[Task goal]: Please rewrite the part that opens with the line containing "find the birch" and closes with the line containing "415,107,504,244", keeping every line in full. Multiply each coordinate in the answers by 0.45 and round the results to whole numbers, with halves going up.

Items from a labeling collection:
►

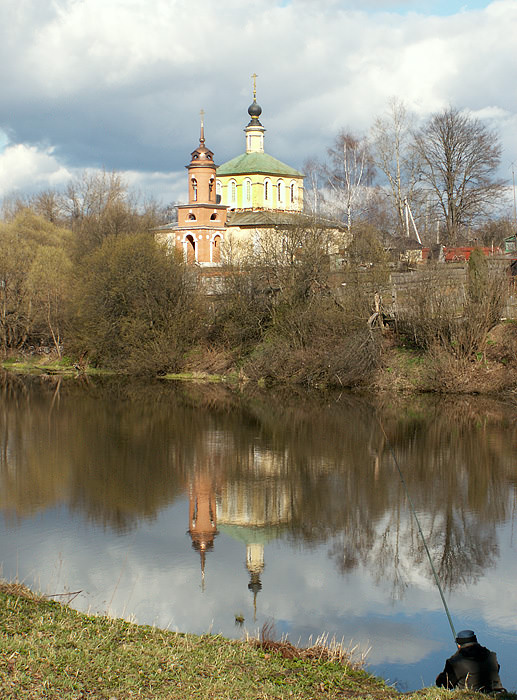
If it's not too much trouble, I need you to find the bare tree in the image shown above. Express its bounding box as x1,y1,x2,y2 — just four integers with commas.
321,130,375,231
371,98,420,233
415,107,504,243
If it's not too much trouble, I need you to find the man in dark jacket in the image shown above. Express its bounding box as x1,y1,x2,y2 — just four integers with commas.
436,630,504,693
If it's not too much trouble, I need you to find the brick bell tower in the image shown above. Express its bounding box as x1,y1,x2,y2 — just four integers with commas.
176,111,227,266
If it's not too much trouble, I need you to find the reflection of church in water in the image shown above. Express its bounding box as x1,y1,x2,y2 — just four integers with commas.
188,447,297,612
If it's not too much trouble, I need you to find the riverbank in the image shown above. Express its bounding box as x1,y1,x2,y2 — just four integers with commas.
1,323,517,396
0,583,517,700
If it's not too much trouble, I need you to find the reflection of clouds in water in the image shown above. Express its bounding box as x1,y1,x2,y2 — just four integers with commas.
0,502,517,687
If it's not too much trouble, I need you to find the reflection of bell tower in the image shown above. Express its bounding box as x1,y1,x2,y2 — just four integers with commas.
246,543,264,620
188,474,217,589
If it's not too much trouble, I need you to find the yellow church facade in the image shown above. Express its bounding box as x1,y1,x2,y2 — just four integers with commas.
155,87,304,267
216,91,303,212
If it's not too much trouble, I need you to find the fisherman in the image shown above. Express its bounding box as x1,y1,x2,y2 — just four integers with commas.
436,630,505,693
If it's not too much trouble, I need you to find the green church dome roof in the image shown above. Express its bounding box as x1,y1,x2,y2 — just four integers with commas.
217,153,303,177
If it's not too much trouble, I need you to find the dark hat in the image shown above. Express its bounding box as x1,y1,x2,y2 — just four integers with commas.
456,630,477,646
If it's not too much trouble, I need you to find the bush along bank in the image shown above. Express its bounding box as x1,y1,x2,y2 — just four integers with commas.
0,584,517,700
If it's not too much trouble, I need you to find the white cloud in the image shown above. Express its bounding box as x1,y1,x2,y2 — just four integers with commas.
0,144,71,197
0,0,517,205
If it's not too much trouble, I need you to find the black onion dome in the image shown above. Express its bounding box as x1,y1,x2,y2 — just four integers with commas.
248,100,262,119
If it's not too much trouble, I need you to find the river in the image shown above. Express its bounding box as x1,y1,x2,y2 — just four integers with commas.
0,373,517,690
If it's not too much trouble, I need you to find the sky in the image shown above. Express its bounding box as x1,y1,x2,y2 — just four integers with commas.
0,0,517,204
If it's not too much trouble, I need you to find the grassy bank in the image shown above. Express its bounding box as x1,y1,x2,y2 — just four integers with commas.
1,322,517,395
0,584,510,700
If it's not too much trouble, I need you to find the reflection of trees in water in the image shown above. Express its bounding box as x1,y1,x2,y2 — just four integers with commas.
0,375,517,596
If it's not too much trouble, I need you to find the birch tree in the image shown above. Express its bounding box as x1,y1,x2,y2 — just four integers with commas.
371,99,420,233
415,107,504,244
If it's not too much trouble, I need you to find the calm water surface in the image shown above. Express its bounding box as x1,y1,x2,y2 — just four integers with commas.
0,374,517,690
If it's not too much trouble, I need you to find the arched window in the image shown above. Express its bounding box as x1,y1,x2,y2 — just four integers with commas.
184,234,196,263
289,182,296,204
229,180,237,206
264,179,271,202
212,236,221,262
244,178,251,204
276,180,285,206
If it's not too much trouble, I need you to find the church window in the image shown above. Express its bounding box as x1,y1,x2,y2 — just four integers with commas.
276,180,284,205
244,178,251,204
289,182,296,204
184,235,196,263
212,236,221,263
230,180,237,205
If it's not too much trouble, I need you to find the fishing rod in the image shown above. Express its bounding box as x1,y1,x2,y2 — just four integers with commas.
377,418,456,642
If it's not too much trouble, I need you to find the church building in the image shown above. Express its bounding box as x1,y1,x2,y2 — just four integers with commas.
156,76,304,267
217,76,303,212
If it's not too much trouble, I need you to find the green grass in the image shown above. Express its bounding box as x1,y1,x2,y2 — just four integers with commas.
0,584,515,700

◄

[The result]:
If it's not too much trouble, I need you to find the birch tree in the image shown above. Express its bounding box as x1,y1,x2,y2 — just four integers with commas.
167,45,189,105
187,48,227,110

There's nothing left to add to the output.